Exercise brief -> Retype the forum discussion about vinyl wraps for flexible canoe hulls word for word.

Vinyl vehicle wrap for flexy hulls?

In reading reviews of royalite/R84 canoes, I keep coming across reports of excessive hull flex. Has anyone tried the boat or vehicle wraps on these and would that possibly tighten things up a bit?
I just thought if I could add some hull stability and ride in a sexy brook trout hull, everyone wins…or at least I do.

I don’t believe that Royalite (R84) is inherently more flexible than Royalex. Both have a considerable degree of flexibility which was felt to be an advantage in a whitewater canoe hull.

The only difference is that R84 substitutes an acrylic inner and outer pigmented layer for the vinyl inner and outer layer of Royalex. But vinyl is itself more flexible than the ABS that is the structural material of Royalex and R84 so the addition of a thin vinyl layer did virtually nothing to diminish flexibility.

The main thing that influences hull rigidity for any given material is hull thickness. And both Royalex and R84 was tailor made in different thicknesses according to manufacturer’s specifications for specific canoe models. And the whole point of R84 was to offer a somewhat lighter option than Royalex so it is likely that manufacturer’s speced thinner sheet for their R84 models to keep the weight down as much as possible. In that case, the R84 models might be more flexible due to the thinner sheet.

Recorded information ->

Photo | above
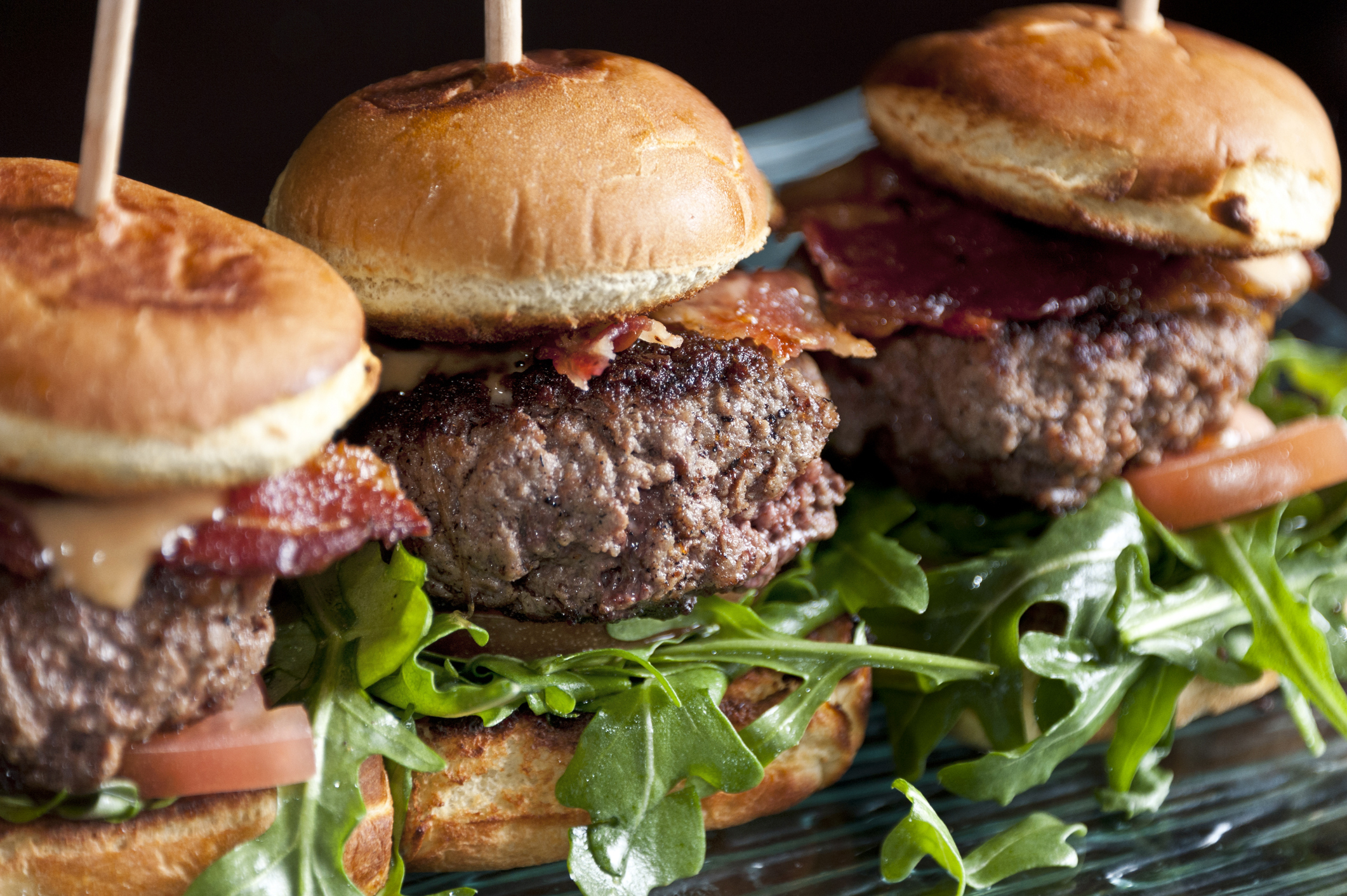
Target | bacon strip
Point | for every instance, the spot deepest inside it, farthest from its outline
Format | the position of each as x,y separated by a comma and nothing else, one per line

Exercise response ->
Vinyl vehicle wrap for flexy hulls?

In reading reviews of royalite/R84 canoes, I keep coming across reports of excessive hull flex. Has anyone tried the boat or vehicle wraps on these and would that possibly tighten things up a bit?
I just thought if I could add some hull stability and ride in a sexy brook trout hull, everyone wins…or at least I do.

I don’t believe that Royalite (R84) is inherently more flexible than Royalex. Both have a considerable degree of flexibility which was felt to be an advantage in a whitewater canoe hull.

The only difference is that R84 substitutes an acrylic inner and outer pigmented layer for the vinyl inner and outer layer of Royalex. But vinyl is itself more flexible than the ABS that is the structural material of Royalex and R84 so the addition of a thin vinyl layer did virtually nothing to diminish flexibility.

The main thing that influences hull rigidity for any given material is hull thickness. And both Royalex and R84 was tailor made in different thicknesses according to manufacturer’s specifications for specific canoe models. And the whole point of R84 was to offer a somewhat lighter option than Royalex so it is likely that manufacturer’s speced thinner sheet for their R84 models to keep the weight down as much as possible. In that case, the R84 models might be more flexible due to the thinner sheet.